19. Voor het onder 2 ten laste gelegde dient eveneens vrijspraak te volgen.
In beslag genomen voorwerpen
20. De officier van justitie heeft met betrekking tot de in beslag genomen voorwerpen het volgende gevorderd:
- teruggave aan de rechthebbende dan wel degene onder wie deze in beslag genomen
zijn van 4 autotelefoons met eventuele oplader (nrs. 4, 5, 6 en 8 van de beslaglijst);
- onttrekking aan het verkeer van de overige in beslag genomen voorwerpen (nrs. 1, 2, 3,
7, 9, 10 en 11)
21. De na te melden in beslag genomen en nog niet teruggegeven voorwerpen dienen te worden onttrokken aan het verkeer, aangezien zij van zodanige aard zijn dat het ongecontroleerde bezit daarvan in strijd is met het algemeen belang en de wet.
22. Nu zich geen strafvorderlijk belang daartegen verzet, zal de teruggave worden gelast van de na te melden voorwerpen aan de rechthebbende dan wel degene onder wie deze in beslag genomen zijn.

### Aangeleverde gegevens
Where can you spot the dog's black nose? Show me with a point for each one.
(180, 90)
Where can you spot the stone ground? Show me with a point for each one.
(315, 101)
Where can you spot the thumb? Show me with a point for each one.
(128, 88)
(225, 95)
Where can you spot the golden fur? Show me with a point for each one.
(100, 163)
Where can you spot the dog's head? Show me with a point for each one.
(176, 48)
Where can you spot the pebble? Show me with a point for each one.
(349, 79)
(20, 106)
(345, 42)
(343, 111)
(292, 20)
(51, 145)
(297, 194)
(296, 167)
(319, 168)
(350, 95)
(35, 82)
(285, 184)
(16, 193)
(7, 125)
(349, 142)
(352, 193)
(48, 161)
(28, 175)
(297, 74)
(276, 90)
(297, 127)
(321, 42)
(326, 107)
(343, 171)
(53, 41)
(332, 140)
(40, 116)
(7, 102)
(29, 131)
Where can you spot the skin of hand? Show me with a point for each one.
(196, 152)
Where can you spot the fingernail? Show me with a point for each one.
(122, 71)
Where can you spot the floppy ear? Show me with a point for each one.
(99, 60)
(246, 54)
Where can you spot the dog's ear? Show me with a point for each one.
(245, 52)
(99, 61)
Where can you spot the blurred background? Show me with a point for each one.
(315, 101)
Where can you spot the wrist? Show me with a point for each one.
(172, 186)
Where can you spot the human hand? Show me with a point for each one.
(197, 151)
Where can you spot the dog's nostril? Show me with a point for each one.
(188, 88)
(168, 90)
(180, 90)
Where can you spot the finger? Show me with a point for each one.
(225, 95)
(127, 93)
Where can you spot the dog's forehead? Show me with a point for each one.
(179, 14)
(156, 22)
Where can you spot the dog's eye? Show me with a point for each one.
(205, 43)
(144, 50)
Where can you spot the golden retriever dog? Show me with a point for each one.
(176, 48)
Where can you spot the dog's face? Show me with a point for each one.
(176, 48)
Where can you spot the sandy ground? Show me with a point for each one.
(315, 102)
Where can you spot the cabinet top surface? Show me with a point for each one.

### Opdrachten
(A) Welke nummers op de beslaglijst hebben de autotelefoons waarvan de officier van justitie volgens het tekstfragment over de in beslag genomen voorwerpen teruggave vorderde?
(B) Kloppen de volgende uitspraken met het tekstfragment over de in beslag genomen voorwerpen? Beantwoord elke uitspraak met ja of nee en citeer de woorden uit het fragment die de doorslag geven.
(i) Voor het onder 2 ten laste gelegde volgt een veroordeling.
(ii) De officier van justitie vorderde onttrekking aan het verkeer van de voorwerpen met de nummers 1, 2, 3, 7, 9, 10 en 11.
(iii) De teruggave wordt gelast omdat zich geen strafvorderlijk belang daartegen verzet.
(C) Zet het tekstfragment over de in beslag genomen voorwerpen voort vanaf de laatste zin.
De gegevens zijn uit een andere bron afkomstig dan het tekstfragment.

### Antwoorden
(A) De nummers 4, 5, 6 en 8.

(B)
(i) Nee: "Voor het onder 2 ten laste gelegde dient eveneens vrijspraak te volgen."
(ii) Ja: "onttrekking aan het verkeer van de overige in beslag genomen voorwerpen (nrs. 1, 2, 3, 7, 9, 10 en 11)"
(iii) Ja: "Nu zich geen strafvorderlijk belang daartegen verzet, zal de teruggave worden gelast"

(C)
Beslissing
De rechtbank:
- verklaart niet bewezen, dat verdachte het onder 1 en 2 ten laste gelegde heeft begaan en spreekt verdachte daarvan vrij;
- beveelt de onttrekking aan het verkeer van de in beslag genomen, nog niet teruggegeven voorwerpen, te weten:
- merkloos patroonhouder met 8 patronen 7.62 mm. (nr. 1);
- zwart vuurwapen, AACE3882NL, kaliber 7.62 (nr. 2);
- munitie, kleur zwart, Vizier, norconia (nr. 3);
- luchtdrukalarmpistool, record cal.177 (nr. 7);
- Klewang kapmes in foudraal (nr. 9);
- twee patronen, merkloos long rifle, (nr. 10) en
- doosje met 19 stuks vuurwerk (verm. Nitraat) (nr. 11).
- gelast de teruggave van de in beslag genomen, nog niet teruggegeven voorwerpen aan de rechthebbende dan wel degene onder wie het goed in beslag is genomen, te weten:
- autotelefoon Nokia 1208 met oplader (nr. 4);
- autotelefoon Nokia 3310 (nr. 5);
- autotelefoon Samsung D600e met oplader (nr. 6) en
- autotelefoon Nokia 1662-2 (nr. 8).
Aldus gewezen door mrs. Aufderhaar, voorzitter, Krijger en Davids, rechters, in tegenwoordigheid van mr. Buitenhuis, griffier, en uitgesproken op de openbare terechtzitting van 17 maart 2010.
1 Wanneer hierna verwezen wordt naar dossierpagina's, betreft dit delen van in de wettelijke vorm opgemaakte processen-verbaal, als bijlagen opgenomen bij (stam)proces-verbaal nummer 2010003168-14, Regiopolitie Noord- en Oost Gelderland, district Team Regionale Recherche, gesloten en ondertekend op 28 januari 2010.
2 Proces-verbaal bevindingen van 26 januari 2010, p. 470-478.
3 Proces-verbaal van verhoor van [getuige3], p. 435 e.v..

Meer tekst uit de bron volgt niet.